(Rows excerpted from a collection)
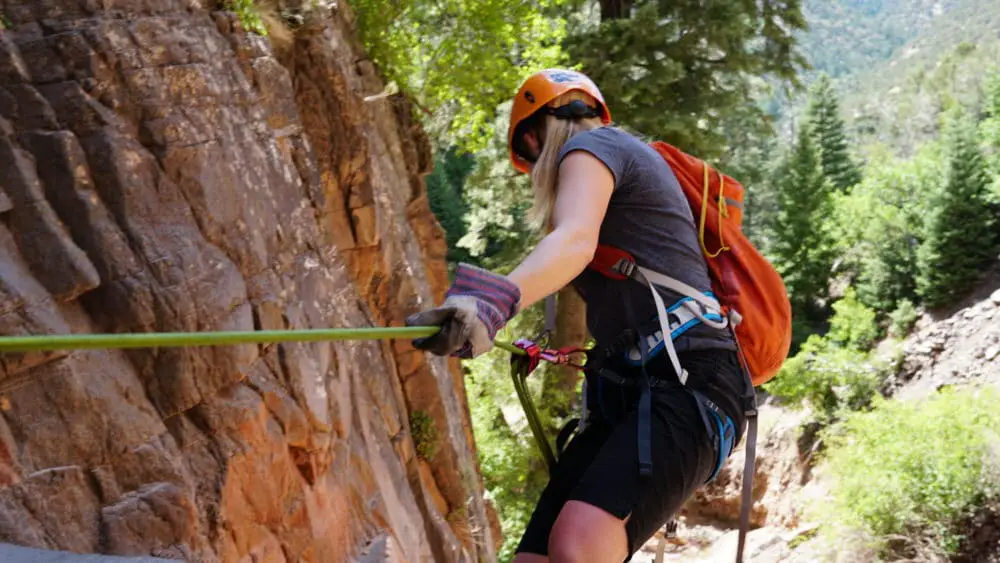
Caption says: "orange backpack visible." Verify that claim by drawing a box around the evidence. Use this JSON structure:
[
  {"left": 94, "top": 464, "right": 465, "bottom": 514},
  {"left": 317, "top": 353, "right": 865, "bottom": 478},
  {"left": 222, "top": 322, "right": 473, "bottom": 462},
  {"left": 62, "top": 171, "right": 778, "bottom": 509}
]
[{"left": 591, "top": 141, "right": 792, "bottom": 386}]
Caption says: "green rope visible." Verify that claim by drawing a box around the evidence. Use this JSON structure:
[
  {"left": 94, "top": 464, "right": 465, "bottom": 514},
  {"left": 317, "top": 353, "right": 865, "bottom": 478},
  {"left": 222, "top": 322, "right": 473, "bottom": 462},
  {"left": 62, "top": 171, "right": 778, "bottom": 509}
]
[{"left": 0, "top": 326, "right": 524, "bottom": 355}]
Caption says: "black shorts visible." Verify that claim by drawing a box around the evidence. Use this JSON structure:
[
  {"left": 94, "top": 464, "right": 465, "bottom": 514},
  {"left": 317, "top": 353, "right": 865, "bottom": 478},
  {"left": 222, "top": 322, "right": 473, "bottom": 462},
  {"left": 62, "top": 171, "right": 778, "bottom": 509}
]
[{"left": 517, "top": 350, "right": 743, "bottom": 561}]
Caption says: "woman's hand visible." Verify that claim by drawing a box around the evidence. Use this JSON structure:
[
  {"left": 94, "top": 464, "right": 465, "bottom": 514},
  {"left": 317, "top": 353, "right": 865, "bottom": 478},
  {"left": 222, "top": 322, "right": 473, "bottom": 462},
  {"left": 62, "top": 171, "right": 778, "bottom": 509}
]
[{"left": 406, "top": 151, "right": 615, "bottom": 358}]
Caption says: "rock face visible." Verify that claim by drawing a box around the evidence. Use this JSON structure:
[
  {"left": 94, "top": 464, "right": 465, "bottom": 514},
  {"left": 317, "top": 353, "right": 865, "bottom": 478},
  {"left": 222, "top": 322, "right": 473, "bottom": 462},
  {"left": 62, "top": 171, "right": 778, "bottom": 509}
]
[
  {"left": 886, "top": 263, "right": 1000, "bottom": 399},
  {"left": 0, "top": 0, "right": 496, "bottom": 562}
]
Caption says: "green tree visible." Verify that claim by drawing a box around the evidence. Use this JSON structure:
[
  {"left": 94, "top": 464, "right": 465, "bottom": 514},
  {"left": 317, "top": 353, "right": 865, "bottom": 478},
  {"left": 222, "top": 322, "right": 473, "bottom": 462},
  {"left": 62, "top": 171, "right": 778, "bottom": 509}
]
[
  {"left": 980, "top": 67, "right": 1000, "bottom": 206},
  {"left": 768, "top": 127, "right": 833, "bottom": 334},
  {"left": 917, "top": 109, "right": 996, "bottom": 307},
  {"left": 565, "top": 0, "right": 806, "bottom": 157},
  {"left": 834, "top": 143, "right": 944, "bottom": 315},
  {"left": 425, "top": 147, "right": 476, "bottom": 262},
  {"left": 806, "top": 74, "right": 861, "bottom": 190},
  {"left": 351, "top": 0, "right": 565, "bottom": 151}
]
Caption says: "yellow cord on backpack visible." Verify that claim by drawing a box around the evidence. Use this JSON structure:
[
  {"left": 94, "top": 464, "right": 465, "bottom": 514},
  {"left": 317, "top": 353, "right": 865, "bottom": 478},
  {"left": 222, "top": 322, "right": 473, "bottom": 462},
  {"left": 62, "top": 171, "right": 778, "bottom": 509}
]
[{"left": 698, "top": 162, "right": 729, "bottom": 258}]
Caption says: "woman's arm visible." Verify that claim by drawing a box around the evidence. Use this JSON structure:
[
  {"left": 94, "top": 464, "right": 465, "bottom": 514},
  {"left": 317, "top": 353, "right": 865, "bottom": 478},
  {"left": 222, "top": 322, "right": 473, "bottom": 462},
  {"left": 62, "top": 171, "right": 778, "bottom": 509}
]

Exercise details |
State the number of lines in the rows above that contain the string "woman". Case counts, and the reply should be the number alone.

Output |
2